--- BEGIN Given text ---

Sunday, 22 January 2023

Jordan: Former Archaeological Museum Director Sentenced for Counterfeiting Coins


The media seem to have been relatively quiet about a long-going scandal involving the Jordan Archaeological Museum. This is located in the Citadel of Amman (Jabal Al-Qalaa). It was built in 1951 and presents artefacts from archaeological sites in Jordan, dating from prehistoric times to the 15th century. There is also a coin collection, and this is the subject of a longterm investigation that resulted in the conviction of an unnamed defendant.

At some time before 2015, a French archaeologist brought some students to Jordan and was showing them some of the material -  Ptolemaic Greek silver coins - that they had discovered at the Iraq Al-Amir site in 1993 had been removed from the cases and replaced by forgeries. On reporting this to  the Jordanian Department of Antiquities an investigation was carried out and a commission confirmed in a report issued in December 2015 that 315 Ptolemaic Greek silver coins in the custody of the museum had all been replaced with fake ones except for one. It was later discovered that 73 Byzantine gold coins that had been discovered at another site in Abdoun in 1996 had been replaced by forgeries. After that, a further inventory led to a report by the Public Prosecutor and the Integrity and Anti-Corruption Commission, which showed that the replacement had been carried out on a huge scale. Somehow there had been a replacement of 5972 antique coins in the collection (1249 of gold, 4478 silver, and 245 bronze).

--- END Given text ---
--- BEGIN Given information ---

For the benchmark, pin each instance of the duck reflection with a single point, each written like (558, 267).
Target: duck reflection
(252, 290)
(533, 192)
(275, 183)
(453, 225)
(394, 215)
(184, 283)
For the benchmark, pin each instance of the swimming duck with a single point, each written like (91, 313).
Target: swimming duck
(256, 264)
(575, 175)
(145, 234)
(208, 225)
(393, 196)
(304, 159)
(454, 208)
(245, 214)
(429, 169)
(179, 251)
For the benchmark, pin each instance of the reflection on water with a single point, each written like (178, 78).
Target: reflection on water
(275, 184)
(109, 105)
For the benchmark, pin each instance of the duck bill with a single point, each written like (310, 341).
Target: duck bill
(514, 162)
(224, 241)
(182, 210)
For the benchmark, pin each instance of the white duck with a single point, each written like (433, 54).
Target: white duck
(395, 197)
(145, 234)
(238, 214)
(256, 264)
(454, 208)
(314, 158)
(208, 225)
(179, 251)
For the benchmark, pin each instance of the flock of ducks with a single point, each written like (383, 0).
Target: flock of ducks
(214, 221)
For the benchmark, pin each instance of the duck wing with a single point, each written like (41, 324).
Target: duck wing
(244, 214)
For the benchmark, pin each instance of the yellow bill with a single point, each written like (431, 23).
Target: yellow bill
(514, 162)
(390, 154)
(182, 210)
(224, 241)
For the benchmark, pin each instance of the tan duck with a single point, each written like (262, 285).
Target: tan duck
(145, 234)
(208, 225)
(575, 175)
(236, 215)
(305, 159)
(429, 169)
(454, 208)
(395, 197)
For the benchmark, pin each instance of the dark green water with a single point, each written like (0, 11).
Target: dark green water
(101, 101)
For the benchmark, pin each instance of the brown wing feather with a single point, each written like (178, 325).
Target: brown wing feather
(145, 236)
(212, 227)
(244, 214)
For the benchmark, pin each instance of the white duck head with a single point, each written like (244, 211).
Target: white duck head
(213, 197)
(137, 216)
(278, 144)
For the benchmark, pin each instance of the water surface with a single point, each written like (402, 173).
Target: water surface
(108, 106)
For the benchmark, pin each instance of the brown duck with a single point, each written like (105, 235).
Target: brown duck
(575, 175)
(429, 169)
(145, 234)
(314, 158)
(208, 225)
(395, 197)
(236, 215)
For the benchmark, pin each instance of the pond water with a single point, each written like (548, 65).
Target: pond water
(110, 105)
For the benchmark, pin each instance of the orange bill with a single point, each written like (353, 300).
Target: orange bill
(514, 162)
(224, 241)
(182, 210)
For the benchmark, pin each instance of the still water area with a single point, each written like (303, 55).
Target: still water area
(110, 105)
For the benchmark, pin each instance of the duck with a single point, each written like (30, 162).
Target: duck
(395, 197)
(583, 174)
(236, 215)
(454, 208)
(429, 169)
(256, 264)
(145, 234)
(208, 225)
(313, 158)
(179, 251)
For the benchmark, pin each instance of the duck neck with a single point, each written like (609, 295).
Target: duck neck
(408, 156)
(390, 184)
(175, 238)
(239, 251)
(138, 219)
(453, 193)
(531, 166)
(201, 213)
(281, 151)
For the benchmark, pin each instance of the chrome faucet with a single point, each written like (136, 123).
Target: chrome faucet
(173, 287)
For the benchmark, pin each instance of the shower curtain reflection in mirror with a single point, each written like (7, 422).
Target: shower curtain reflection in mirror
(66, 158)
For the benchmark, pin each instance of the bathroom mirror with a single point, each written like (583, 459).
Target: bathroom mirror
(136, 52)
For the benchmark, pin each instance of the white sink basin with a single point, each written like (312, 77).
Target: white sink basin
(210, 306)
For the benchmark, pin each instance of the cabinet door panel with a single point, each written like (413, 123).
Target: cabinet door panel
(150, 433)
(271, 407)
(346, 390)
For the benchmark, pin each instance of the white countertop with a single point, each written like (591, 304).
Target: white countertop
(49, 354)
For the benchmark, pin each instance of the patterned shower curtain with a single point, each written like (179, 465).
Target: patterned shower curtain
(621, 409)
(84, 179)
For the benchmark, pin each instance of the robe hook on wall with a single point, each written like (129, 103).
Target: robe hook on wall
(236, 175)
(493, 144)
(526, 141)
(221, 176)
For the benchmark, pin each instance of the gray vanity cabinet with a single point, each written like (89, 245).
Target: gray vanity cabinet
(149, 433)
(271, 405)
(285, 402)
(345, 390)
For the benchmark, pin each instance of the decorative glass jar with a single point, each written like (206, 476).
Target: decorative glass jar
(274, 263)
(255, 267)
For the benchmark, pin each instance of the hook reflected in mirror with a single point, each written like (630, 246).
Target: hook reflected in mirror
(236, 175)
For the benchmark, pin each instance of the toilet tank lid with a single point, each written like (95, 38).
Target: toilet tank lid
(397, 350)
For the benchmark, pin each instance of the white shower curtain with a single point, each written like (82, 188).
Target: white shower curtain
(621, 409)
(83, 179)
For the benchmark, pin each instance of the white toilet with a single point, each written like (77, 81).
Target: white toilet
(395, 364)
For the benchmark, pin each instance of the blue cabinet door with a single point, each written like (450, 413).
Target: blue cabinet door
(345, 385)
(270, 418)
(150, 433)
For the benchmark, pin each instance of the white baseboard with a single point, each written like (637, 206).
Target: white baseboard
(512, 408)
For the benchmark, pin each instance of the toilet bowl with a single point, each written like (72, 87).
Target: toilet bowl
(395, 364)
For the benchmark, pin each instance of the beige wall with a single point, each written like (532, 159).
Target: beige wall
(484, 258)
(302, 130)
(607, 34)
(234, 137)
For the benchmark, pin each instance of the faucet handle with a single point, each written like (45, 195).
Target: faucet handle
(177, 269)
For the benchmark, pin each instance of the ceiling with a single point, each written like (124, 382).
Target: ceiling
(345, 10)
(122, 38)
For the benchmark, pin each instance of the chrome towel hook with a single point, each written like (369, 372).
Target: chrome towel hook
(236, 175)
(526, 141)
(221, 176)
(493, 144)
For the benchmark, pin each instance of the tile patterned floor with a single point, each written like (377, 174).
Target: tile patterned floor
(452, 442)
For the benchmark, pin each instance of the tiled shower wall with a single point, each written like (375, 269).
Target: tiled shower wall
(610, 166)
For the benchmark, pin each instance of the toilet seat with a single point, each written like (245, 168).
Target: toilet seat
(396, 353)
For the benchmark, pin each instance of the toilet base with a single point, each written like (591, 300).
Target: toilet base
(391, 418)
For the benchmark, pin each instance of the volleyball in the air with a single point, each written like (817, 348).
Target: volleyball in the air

--- END Given information ---

# Jobs
(a) From the article on the Jordan museum coin forgeries, reproduce word for word the passage starting with "Jordan: Former Archaeological" and going on through "an unnamed defendant.".
(b) Extend the article about the swapped coins at the Jordan Archaeological Museum, picking up right after its final sentence.

# Responses to the tasks
(a)
Jordan: Former Archaeological Museum Director Sentenced for Counterfeiting Coins


The media seem to have been relatively quiet about a long-going scandal involving the Jordan Archaeological Museum. This is located in the Citadel of Amman (Jabal Al-Qalaa). It was built in 1951 and presents artefacts from archaeological sites in Jordan, dating from prehistoric times to the 15th century. There is also a coin collection, and this is the subject of a longterm investigation that resulted in the conviction of an unnamed defendant.

(b)
The investigations concluded that responsible for this situation was the former director of the Jordanian Antiquities Museum at Jabal Al-Qalaa (the Citadel), where the coins were held. He was arrested, tried and convicted of a felony of embezzlement, and a misdemeanour of counterfeiting and falsifying antiquities. For this he was sentenced to five years imprisonment and fined a sum equalling the value of the coins, in addition to trial expenses and any other expenses (the value of the original coins was estimated at $1 million). Al-Ghad News reported that he has just lost his appeal in the Amman Court of Appeals against the sentence (Ex-museum director sentenced to prison for counterfeiting antique coins Jordan News 22 Jan 2023). 

It was found that some of the missing coins from the Jordan Antiquities Museum had been sold outside the country. Notably, "one such artifact is a golden ring, which after further investigation was found to have been taken to Israel and from there to Germany, where it was sold during an auction held in Munich, in December 2018, for 23,000 euros". Note this was after the thefts were discovered. It is not stated where this ring is now.

I am puzzled where the perpetrator found the producer of such a wide range of one-off fake coins and the technique by which the copies were made.

It is rather ironic and embarrassing that this was the location of the issue of the 2012 'Amman Declaration on the Prevention and Response to Theft and Looting of Cultural Objects from Museums and Sites'.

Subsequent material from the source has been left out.